## Task instructions
Word for word, print all of the lines below.

## Natural-language object grounding data
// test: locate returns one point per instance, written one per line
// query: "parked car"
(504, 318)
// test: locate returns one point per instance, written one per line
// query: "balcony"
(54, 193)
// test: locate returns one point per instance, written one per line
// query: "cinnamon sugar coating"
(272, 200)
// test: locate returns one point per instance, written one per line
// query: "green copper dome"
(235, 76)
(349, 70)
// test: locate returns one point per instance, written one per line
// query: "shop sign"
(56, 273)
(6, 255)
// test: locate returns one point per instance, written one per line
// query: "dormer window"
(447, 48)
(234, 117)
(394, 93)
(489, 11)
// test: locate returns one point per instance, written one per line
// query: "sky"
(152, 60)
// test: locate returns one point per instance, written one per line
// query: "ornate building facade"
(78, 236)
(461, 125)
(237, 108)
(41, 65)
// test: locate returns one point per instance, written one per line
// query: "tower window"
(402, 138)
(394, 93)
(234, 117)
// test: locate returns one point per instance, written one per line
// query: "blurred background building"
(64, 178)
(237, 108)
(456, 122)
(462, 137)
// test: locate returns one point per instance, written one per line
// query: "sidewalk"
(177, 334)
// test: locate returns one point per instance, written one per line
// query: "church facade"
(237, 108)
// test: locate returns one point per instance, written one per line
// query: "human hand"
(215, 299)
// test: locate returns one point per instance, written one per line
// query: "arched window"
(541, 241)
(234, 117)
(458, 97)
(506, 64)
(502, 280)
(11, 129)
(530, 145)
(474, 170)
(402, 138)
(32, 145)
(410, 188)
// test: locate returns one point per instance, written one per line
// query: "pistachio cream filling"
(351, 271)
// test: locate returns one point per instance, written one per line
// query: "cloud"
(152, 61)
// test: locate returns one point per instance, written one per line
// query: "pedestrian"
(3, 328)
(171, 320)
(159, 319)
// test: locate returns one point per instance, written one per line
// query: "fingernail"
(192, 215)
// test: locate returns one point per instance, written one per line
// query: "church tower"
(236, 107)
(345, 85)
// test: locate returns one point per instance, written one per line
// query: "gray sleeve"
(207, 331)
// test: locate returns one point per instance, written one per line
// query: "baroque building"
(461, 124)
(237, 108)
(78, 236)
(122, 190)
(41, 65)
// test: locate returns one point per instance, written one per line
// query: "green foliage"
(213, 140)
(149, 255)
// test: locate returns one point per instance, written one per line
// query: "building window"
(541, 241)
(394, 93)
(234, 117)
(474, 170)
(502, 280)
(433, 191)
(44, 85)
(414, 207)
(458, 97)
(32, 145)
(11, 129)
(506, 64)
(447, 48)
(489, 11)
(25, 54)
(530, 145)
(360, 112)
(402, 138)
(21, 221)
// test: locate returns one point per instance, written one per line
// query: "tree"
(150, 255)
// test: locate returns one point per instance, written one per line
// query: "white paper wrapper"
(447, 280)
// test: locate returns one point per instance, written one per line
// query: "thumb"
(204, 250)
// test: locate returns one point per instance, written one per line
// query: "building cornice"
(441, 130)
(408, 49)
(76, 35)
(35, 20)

## Answer for the task
// test: locate returns one point per instance, written one per line
// query: "parked car"
(504, 318)
// test: locate returns one point per instance, written one per line
// query: "balcony"
(54, 193)
// test: locate returns one point per instance, written one per line
// query: "cinnamon sugar coating"
(272, 200)
// test: locate returns one point per instance, written one per line
// query: "green copper dome"
(235, 76)
(349, 70)
// test: locate returns one point per instance, written one per line
// query: "shop sign"
(56, 273)
(6, 255)
// test: locate returns one point per instance, written one per line
// query: "dormer window"
(447, 48)
(234, 117)
(394, 93)
(489, 11)
// test: locate returns one point per instance, written one per line
// query: "sky"
(152, 60)
// test: locate returns one point per instance, written one per line
// query: "ornate building facade"
(78, 236)
(461, 125)
(237, 108)
(41, 65)
// test: locate returns one point per instance, written one per line
// query: "tower window"
(402, 138)
(394, 93)
(234, 117)
// test: locate returns one point per instance, written one per line
// query: "blurred background building"
(64, 178)
(237, 108)
(456, 122)
(462, 137)
// test: locate returns one point per instance, written one per line
// query: "sidewalk"
(177, 334)
// test: locate returns one point per instance, written one per line
// query: "church facade"
(237, 108)
// test: locate returns one point per instance, written one per line
// query: "human hand"
(215, 299)
// test: locate returns one point per instance, written one per line
// query: "arched window"
(541, 241)
(234, 117)
(458, 97)
(506, 64)
(502, 280)
(11, 129)
(530, 145)
(474, 170)
(402, 138)
(32, 145)
(410, 188)
// test: locate returns one point per instance, written one per line
// query: "pistachio cream filling"
(351, 271)
// test: locate returns one point per instance, written one per line
// query: "cloud"
(152, 61)
// test: locate returns one point per instance, written one per line
// query: "pedestrian"
(3, 328)
(171, 320)
(159, 319)
// test: locate returns one point per instance, written one per line
// query: "fingernail"
(192, 215)
// test: locate returns one point per instance, written one per line
// query: "church tower"
(236, 107)
(345, 85)
// test: locate returns one point per instance, written one per line
// query: "gray sleeve"
(207, 331)
// test: locate returns one point per instance, written one per line
// query: "baroque building"
(461, 124)
(237, 108)
(78, 236)
(122, 190)
(41, 65)
// test: locate returns one point per instance, written one per line
// query: "green foliage"
(213, 140)
(149, 255)
// test: locate returns one point per instance, written one per line
// query: "building window"
(541, 241)
(394, 93)
(234, 117)
(474, 170)
(502, 280)
(433, 191)
(44, 85)
(414, 207)
(458, 97)
(32, 145)
(11, 129)
(506, 64)
(447, 48)
(489, 11)
(25, 54)
(530, 145)
(360, 112)
(402, 138)
(21, 221)
// test: locate returns one point per instance, written one per line
// query: "tree"
(150, 255)
// test: locate returns one point per instance, written one per line
// query: "white paper wrapper"
(447, 280)
// test: locate returns one point per instance, written one per line
// query: "thumb"
(204, 250)
// test: locate returns one point per instance, written one per line
// query: "building cornice"
(441, 130)
(408, 49)
(76, 35)
(35, 20)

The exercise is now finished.